• _Extract provided_
<<<<

For documenta 7 (1982) Joseph Beuys had 7,000 basalt blocks piled up in a wedge shape outside the Museum Fridericianum in Kassel and planted the first of 7,000 oaks at its apex. Precisely 25 years later, on 16th March 2007, Eva and Franco Mattes (a.k.a. 0100101110101101.ORG) repeated this action in the virtual world of Second Life, which was created in 2003 by the US firm Linden Lab. Strolling avatars encounter a sea of grey stone blocks on Cosmos, as the Italian artist couple call their personal island within this online game space modelled essentially by users. A notice draws this re-enactment of Joseph Beuys’ »7000 Oaks« to the attention of passers-by and invites them to help clear away the stones by planting an oak coupled with a basalt block somewhere within Second Life.
On 16th March 2007, coinciding with the launch of this virtual reproduction of Beuys’ historic intervention, the Land Art exhibition »Deambulatorios de una jornada, en el principio y el proyecto Tindaya«1 opened on the Spanish island of Fuerteventura. The exhibition gave viewers a chance to watch a real-time 360-degree view of the virtual tree action from the Centro de Arte Juan Ismael thanks to a floor-to-ceiling video projection. The audience could also visit the island of Cosmos as avatars and distribute artificial trees and stones in the digital world. In the show, curated by Nilo Casares, the virtual »7000 Oaks« serves as a bridge role: it mediates between the artistic interventions carried out in the landscape near the Centro de Arte Juan Ismael and the historic part of the exhibition, which documents Land Art by Christo and Jean Claude or Robert Smithson.

>>>>

• _Given entries_

<<<<

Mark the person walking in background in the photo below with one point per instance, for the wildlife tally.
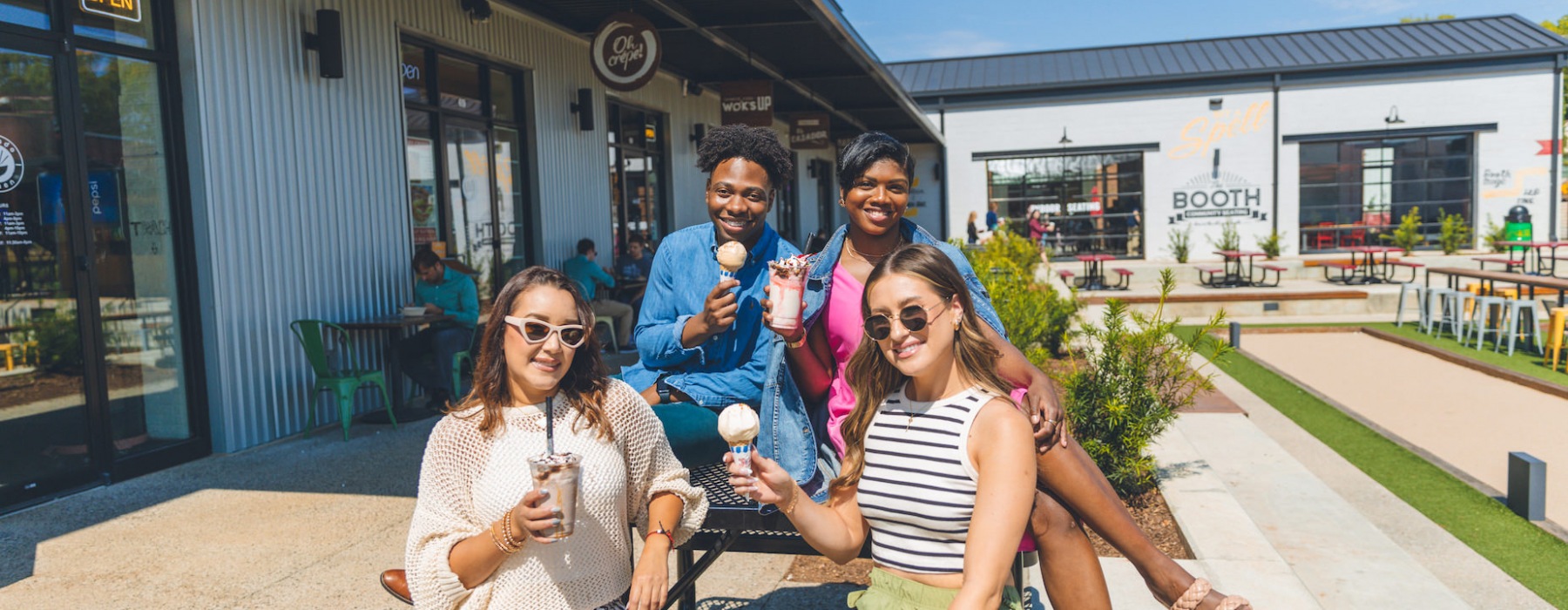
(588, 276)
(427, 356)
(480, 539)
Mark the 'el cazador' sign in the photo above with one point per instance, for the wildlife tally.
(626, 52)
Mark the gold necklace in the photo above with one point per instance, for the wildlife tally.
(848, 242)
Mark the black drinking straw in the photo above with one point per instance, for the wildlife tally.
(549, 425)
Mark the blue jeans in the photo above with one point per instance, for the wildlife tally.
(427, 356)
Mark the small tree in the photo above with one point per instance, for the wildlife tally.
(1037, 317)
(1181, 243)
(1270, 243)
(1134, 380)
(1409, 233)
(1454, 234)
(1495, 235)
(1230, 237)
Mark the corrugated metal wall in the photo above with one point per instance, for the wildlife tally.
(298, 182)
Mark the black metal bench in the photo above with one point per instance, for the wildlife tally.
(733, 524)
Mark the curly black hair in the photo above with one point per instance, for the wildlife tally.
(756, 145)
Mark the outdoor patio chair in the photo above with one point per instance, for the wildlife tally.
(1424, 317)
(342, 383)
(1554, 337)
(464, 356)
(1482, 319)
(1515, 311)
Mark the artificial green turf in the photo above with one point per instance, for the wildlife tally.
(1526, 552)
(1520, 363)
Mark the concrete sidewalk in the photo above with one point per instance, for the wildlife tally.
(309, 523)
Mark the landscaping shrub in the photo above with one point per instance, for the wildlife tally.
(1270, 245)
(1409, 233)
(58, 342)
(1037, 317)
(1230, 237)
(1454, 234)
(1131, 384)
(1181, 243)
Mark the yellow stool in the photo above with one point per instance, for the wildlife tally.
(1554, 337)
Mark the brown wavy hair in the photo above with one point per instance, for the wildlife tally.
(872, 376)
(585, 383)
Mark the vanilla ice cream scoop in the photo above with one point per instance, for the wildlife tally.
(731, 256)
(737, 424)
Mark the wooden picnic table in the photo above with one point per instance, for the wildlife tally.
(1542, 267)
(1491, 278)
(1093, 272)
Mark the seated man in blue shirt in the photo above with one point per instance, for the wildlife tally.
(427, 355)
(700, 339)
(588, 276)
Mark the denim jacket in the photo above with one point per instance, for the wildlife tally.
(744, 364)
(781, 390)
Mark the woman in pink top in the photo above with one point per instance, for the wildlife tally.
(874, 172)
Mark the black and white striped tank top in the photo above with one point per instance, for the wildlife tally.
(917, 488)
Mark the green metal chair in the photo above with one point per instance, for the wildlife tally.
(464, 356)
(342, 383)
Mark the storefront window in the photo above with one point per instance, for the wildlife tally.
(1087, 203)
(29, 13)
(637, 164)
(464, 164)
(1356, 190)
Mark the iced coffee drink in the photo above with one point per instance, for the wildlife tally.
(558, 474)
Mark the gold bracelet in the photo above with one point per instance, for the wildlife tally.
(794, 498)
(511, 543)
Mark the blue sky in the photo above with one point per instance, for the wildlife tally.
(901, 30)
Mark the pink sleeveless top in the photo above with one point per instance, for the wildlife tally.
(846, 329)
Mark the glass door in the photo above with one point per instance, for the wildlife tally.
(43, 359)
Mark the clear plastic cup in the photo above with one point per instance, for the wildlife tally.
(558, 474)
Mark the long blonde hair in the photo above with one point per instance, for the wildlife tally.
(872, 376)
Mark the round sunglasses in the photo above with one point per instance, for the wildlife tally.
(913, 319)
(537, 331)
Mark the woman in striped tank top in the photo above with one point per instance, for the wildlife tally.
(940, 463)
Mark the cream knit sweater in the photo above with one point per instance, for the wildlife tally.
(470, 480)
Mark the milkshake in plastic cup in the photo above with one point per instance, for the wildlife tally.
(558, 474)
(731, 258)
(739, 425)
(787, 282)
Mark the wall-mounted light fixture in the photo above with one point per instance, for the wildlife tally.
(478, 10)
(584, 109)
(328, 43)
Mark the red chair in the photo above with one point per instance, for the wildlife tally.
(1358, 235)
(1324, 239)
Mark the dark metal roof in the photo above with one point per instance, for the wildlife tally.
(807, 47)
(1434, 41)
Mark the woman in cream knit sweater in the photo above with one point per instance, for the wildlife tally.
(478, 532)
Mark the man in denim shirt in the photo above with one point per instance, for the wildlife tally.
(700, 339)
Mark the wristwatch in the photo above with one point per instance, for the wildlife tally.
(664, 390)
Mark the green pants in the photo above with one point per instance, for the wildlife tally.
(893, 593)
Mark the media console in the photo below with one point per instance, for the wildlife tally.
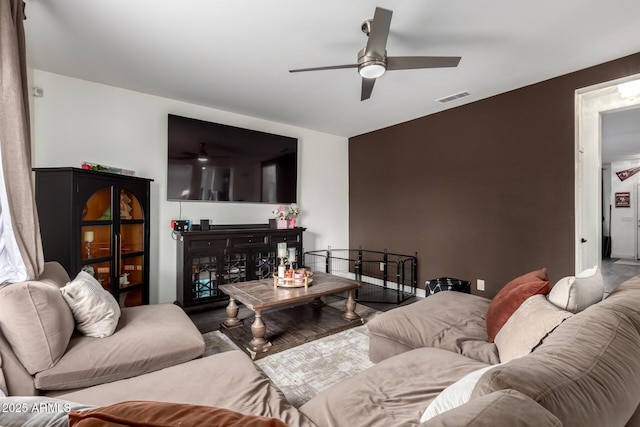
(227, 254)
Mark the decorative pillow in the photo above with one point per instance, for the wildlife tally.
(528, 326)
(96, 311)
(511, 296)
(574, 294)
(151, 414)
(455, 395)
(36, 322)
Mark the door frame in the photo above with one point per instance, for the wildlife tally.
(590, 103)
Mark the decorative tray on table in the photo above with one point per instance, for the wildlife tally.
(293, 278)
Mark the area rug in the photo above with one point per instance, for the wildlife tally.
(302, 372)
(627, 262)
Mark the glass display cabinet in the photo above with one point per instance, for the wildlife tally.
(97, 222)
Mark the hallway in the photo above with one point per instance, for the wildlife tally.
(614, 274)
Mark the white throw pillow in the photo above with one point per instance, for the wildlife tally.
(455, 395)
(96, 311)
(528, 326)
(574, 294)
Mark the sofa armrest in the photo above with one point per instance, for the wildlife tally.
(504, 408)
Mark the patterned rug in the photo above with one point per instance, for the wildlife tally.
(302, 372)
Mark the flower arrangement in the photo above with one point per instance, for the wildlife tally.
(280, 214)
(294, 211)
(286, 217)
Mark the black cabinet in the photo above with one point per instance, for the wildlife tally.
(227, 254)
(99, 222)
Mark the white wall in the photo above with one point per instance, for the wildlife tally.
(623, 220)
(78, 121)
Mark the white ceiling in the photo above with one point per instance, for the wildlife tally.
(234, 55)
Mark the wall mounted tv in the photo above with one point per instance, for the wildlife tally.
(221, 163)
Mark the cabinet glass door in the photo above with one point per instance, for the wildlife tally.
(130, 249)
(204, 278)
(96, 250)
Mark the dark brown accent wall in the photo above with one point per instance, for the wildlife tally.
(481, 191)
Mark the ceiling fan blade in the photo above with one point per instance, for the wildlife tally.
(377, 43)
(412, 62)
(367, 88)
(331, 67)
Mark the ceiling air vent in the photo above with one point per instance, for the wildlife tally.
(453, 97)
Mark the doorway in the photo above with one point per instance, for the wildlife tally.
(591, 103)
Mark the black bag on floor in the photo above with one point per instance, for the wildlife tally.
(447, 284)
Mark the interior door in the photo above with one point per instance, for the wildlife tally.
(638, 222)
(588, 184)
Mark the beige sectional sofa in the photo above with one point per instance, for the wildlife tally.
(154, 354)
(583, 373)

>>>>

• _Work task_
Continue the text about the Second Life version of Beuys' »7000 Oaks« from where it stops. The entries aren't needed for this.

• _Response_
This intermediate position seems to make sense because Beuys’ »7000 Oaks« is not so much site-related art, which can only be represented in documentary form in an exhibition space, but is above all a »social sculpture«, which is not necessarily tied to one place but instead gives expression to a notion of art in which life, art, politics and society form a whole and life in general is to be changed for the better. That means that as a Land Art performance with a global vision, the Mattes do not simply view their repetition of »Joseph Beuys’ 7000 Oaks« as a re-enactment like the first three performances in their »Synthetic Performances« series – »Chris Burden’s Shoot«, »Vito Acconci’s Seedbed« and »Valie Export’s Tapp und Tastkino (Touch Cinema)« – instead, it becomes a continuation of Beuys’ project and vision in an artificial world. However, there is one structural catch to the synthetic reactivation: here nature can only ever be artificial, which means that »7,000 Oaks« cannot do justice to its crucial ecological aspect. One could criticise this aspect of the project, which has however attracted great interest among the six million users now registered with Second Life, many of whom are keen to participate.
Since the project was launched on 16th March, the inhabitants of Second Life have planted several hundred trees, and the figure will soon be hitting the 1,000 mark. As with Beuys the performance will officially come to an end as soon as all the virtual stones and trees have been placed in the Second Life universe. If the oak saplings continue to be planted at the current pace, the stone blocks may vanish from the island of Cosmos much faster than in the original action in Kassel, which continued for five years, before being concluded in 1987 at documenta 8.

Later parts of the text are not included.